Aim of the exercise: Which lines in the records below contain the word "truck"? Copy out each one, matching case exactly.

━━━━━ Raw records

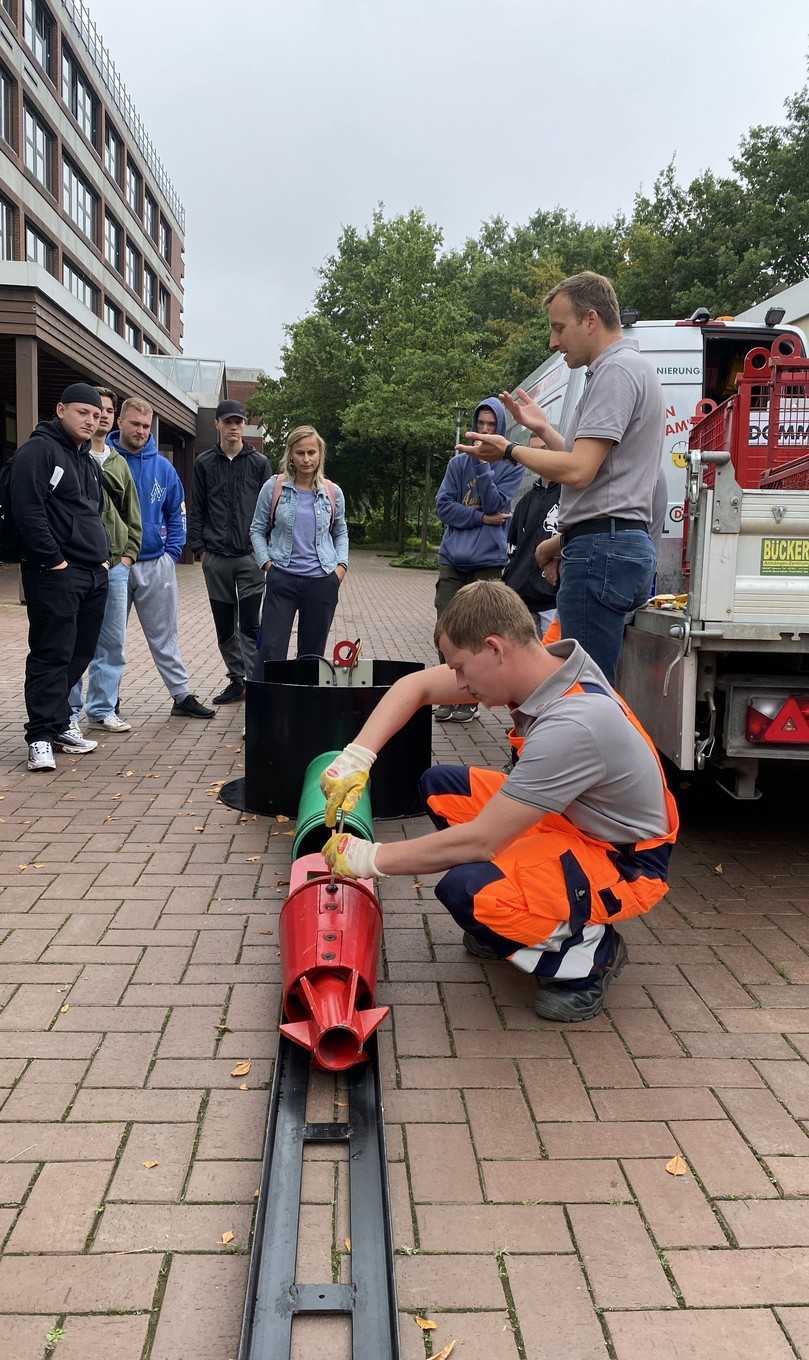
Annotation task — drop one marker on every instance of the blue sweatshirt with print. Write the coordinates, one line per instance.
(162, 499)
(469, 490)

━━━━━━━━━━
━━━━━ Raw records

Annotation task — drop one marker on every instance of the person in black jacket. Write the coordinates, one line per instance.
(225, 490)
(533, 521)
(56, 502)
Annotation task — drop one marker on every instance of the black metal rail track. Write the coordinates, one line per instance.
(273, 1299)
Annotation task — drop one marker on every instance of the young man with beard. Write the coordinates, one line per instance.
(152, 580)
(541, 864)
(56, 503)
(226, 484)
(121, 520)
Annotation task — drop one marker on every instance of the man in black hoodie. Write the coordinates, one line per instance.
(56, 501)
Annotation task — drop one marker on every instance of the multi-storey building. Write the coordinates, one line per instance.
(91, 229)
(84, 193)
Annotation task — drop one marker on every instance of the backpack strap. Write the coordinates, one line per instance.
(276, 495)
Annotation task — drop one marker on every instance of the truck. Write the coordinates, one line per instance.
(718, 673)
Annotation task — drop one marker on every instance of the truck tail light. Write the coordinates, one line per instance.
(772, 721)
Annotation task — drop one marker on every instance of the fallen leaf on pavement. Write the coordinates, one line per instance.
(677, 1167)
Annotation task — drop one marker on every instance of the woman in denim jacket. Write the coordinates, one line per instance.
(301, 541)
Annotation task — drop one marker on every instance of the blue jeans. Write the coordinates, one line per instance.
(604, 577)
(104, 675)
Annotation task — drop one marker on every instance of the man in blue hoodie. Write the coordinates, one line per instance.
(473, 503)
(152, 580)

━━━━━━━━━━

Solution to this exercise:
Annotation task — drop one marker on every instance of the truck. Write the coordinates, one line per instance.
Annotation task — drop one marker on every instance of the truck tail light. Write the coordinates, one line per instance.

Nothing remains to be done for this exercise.